[START RECORDS PROVIDED]

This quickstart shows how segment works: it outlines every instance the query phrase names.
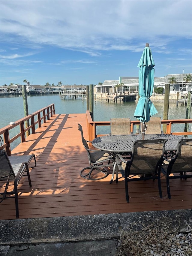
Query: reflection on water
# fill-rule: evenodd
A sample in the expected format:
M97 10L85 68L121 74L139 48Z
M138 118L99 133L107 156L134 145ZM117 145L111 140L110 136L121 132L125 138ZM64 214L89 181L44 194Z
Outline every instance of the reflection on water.
M70 114L85 113L87 109L86 100L83 101L81 97L77 97L76 99L68 98L66 100L61 99L58 95L32 95L28 96L27 101L29 114L54 103L56 114ZM100 99L94 99L94 119L95 121L109 121L114 118L130 117L131 120L135 120L134 116L137 101L115 102L111 101L108 102ZM153 101L158 111L155 115L163 119L164 101ZM176 107L176 103L170 102L169 110L169 119L182 119L185 118L186 107L180 104ZM3 96L0 98L0 128L8 125L24 116L22 97L21 96L10 97ZM190 118L191 117L190 117ZM173 131L184 131L184 124L175 125L172 126ZM190 128L190 129L191 127ZM19 129L18 128L18 129ZM98 134L107 134L110 132L110 127L99 126L97 129ZM10 137L12 137L19 131L10 131ZM12 143L12 149L16 144L20 143L20 138L15 143ZM12 145L13 144L13 145Z

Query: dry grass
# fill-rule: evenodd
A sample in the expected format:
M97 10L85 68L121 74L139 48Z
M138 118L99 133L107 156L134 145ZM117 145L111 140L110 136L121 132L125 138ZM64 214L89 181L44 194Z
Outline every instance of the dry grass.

[END RECORDS PROVIDED]

**GIVEN INSTRUCTION**
Write out the entries above verbatim; the pictures do not belong in your copy.

**SOLUTION FOR THIS EXERCISE**
This quickstart shows how segment works: it outlines every instance the query phrase names.
Query: reflection on water
# fill-rule: evenodd
A sample in the expected format:
M97 10L85 68L121 74L139 48Z
M138 118L99 133L107 156L134 145ZM117 145L111 140L110 136L121 132L125 138ZM64 214L89 181L44 194Z
Outline every instance of the reflection on water.
M70 114L85 113L87 109L86 100L83 101L81 97L77 97L76 99L68 98L66 100L61 99L58 95L32 95L28 96L27 101L29 114L54 103L56 114ZM100 99L94 99L94 119L95 121L109 121L114 118L130 117L131 120L135 120L134 116L137 101L115 102L111 101L108 102ZM153 101L158 111L155 115L163 119L164 101ZM176 107L176 103L170 102L169 110L169 119L182 119L185 118L186 107L180 104ZM3 96L0 98L0 128L8 125L24 116L22 97L21 96L10 97ZM190 118L191 117L190 117ZM173 131L184 131L184 124L175 125L172 126ZM190 128L190 129L191 127ZM19 129L18 128L18 129ZM98 134L107 134L110 132L110 127L99 126L97 129ZM10 137L12 137L19 131L10 131ZM12 143L12 149L16 144L20 143L20 138L15 143ZM12 145L13 144L13 145Z

Query: dry grass
# fill-rule: evenodd
A sample in the expected format:
M97 10L85 68L121 74L139 48Z
M138 118L99 133L107 156L134 145ZM117 145L111 140L110 136L121 132L125 138ZM64 214L89 181L44 194Z
Outline every instance of the dry grass.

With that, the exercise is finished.